> _REQUIRED TASK_:
Please output the material below as a two-column CSV with the columns request and answer, one row per request, putting its text and its answer each in a single quoted field with line breaks replaced by spaces.

--- Start of STORED RECORDS ---

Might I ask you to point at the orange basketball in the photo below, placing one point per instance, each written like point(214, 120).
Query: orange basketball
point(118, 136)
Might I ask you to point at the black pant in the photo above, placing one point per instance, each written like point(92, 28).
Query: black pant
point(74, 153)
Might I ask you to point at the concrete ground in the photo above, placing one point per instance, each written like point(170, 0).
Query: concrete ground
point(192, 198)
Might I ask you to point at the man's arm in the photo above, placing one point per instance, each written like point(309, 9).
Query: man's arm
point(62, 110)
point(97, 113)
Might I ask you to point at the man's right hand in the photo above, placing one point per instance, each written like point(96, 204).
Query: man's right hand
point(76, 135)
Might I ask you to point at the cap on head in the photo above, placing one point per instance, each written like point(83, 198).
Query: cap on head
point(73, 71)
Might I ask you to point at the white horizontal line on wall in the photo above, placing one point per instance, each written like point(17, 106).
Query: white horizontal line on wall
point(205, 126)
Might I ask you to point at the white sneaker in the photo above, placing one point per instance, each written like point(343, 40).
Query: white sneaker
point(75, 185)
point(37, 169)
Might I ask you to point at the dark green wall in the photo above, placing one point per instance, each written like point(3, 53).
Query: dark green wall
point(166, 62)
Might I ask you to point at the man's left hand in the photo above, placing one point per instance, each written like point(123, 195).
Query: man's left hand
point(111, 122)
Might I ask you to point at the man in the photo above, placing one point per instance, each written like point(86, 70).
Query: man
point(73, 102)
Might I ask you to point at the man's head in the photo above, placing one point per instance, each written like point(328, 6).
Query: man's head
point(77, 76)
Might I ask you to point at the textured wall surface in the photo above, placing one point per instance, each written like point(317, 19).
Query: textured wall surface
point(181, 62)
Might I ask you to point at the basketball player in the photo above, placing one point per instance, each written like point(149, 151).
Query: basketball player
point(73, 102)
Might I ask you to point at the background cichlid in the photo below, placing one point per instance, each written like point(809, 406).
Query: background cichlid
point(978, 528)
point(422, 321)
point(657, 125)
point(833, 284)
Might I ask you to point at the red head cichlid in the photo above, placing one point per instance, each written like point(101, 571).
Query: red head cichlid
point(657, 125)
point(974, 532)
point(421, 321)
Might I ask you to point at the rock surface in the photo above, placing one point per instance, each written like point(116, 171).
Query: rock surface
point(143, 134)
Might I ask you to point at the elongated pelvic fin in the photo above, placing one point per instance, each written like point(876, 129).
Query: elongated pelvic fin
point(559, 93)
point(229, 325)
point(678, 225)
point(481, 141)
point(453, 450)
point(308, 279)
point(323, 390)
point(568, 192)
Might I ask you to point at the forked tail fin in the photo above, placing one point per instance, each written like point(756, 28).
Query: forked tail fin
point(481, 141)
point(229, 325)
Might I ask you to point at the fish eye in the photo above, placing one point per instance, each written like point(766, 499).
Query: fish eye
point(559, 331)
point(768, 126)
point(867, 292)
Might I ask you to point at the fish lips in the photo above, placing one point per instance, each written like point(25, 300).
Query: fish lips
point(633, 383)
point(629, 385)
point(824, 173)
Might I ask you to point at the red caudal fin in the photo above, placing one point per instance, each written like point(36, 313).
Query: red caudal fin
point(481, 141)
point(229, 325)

--- End of STORED RECORDS ---

> _ANSWER TO THIS TASK_:
request,answer
"Might I ask you to point at the orange basketball in the photo below, placing one point per instance, each written like point(214, 120). Query: orange basketball","point(118, 136)"
"Might I ask you to point at the black pant in the photo above, placing one point per instance, each written like point(92, 28). Query: black pant","point(74, 153)"
"Might I ask you to point at the concrete ground in the photo above, placing one point per instance, each written like point(170, 0). Query: concrete ground","point(192, 198)"
"Might I ask you to point at the man's arm in the photo above, placing one point per instance, each written like point(309, 9). Query: man's arm","point(62, 110) point(97, 113)"
"Might I ask you to point at the man's right hand in the photo above, placing one point per instance, each written like point(96, 204). Query: man's right hand","point(76, 135)"
"Might I ask you to point at the cap on head in the photo above, placing one point per instance, each written like point(83, 198). Query: cap on head","point(73, 71)"
"Might I ask you to point at the white horizontal line on wall in the photo above, placing one point per instance, each written like point(17, 106). Query: white horizontal line on wall","point(205, 126)"
"Might I ask you to point at the white sneaker in the photo above, placing one point per instance, each written like point(343, 40). Query: white sneaker","point(75, 185) point(37, 169)"
"Might I ask you to point at the dark green wall in the photo above, placing one point per instance, each written like point(3, 53). Query: dark green wall","point(166, 62)"
"Might I ask you to point at the man's left hand in the photo above, placing one point per instance, each written like point(123, 195). Query: man's left hand","point(111, 122)"
"Might I ask you to point at the man in the photo above, placing one point per instance, each written like point(86, 70). Query: man","point(73, 102)"
"Might I ask you to point at the man's head in the photo above, placing one point per instance, each written like point(328, 6). Query: man's head","point(77, 76)"
"Might I ask you to point at the textured wall surface in the photo above, placing one point per instance, each written like point(317, 19). Query: textured wall surface","point(181, 62)"
"Might I ask you to point at the basketball player in the photo above, placing one point per instance, each written like point(149, 151). Query: basketball player","point(73, 102)"
"Might I ask you to point at the background cichlid in the photo below, placing one point per instance, each written like point(809, 406). Query: background cichlid","point(978, 528) point(422, 321) point(657, 125) point(833, 284)"
"Might I ask you to point at the red head cichlid in the photo above, placing one point per instance, each written like point(101, 571). Query: red head cichlid","point(657, 125) point(974, 532) point(421, 321)"
"Might I ask you to point at the rock surface in the photo above, placing one point per instance, each written like point(116, 171). Query: rock surface","point(143, 134)"
"Might I ask you to point at the elongated pelvic fin in the photo above, placing one point per instance, each written like point(876, 129). Query: elongated pelvic fin","point(559, 93) point(229, 325) point(678, 225) point(481, 141) point(453, 450) point(308, 279) point(323, 390) point(568, 192)"
"Might I ask you to point at the forked tail fin in the photo above, placing one point per instance, each written like point(756, 28). Query: forked tail fin","point(481, 141) point(229, 325)"
"Might I ask you to point at the fish eye in the photo above, placing one point per instance, each written like point(766, 499). Query: fish eye","point(559, 331) point(768, 126) point(867, 292)"
"Might I ask you to point at the fish lips in the photo above, placing one point per instance, each written like point(25, 300). Query: fish lips","point(633, 383) point(629, 385) point(824, 173)"
"Might I ask you to point at the red caudal fin in the photo above, placing one point per instance, each written like point(36, 313). Query: red caudal fin","point(481, 141) point(229, 325)"